● Set exercise:
Copy the data from the line containing "[Batch spec] Target class: denim" through the line containing "[[301, 361, 379, 399]]", both included, with the requests. Raise every bounding-box coordinate in the answers by 19, and leave the requests and their sample boxes unchanged.

============

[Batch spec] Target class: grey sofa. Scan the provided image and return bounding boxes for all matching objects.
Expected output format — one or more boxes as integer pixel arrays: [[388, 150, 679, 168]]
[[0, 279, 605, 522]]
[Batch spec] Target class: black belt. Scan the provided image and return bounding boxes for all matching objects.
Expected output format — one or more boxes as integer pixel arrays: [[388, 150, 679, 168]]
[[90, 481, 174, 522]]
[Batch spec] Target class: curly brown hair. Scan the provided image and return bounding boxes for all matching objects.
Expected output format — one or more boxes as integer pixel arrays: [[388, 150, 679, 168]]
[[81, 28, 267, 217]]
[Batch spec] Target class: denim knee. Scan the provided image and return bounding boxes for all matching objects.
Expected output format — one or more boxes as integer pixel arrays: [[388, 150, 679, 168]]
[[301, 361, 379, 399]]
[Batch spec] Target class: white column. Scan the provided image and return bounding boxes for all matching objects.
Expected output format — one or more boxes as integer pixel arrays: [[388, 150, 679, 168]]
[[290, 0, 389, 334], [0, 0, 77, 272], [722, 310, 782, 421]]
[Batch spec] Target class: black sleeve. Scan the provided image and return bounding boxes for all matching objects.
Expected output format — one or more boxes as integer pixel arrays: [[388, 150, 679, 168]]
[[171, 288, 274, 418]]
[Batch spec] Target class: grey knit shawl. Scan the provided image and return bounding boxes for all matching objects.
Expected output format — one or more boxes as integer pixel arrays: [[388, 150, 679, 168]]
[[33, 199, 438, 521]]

============

● Written response:
[Batch spec] Target class: denim knee. Scan the provided image and return bounding boxes for all matching objects.
Expected output format — one or more boxes as integer pixel arrays: [[388, 150, 679, 168]]
[[320, 380, 398, 418]]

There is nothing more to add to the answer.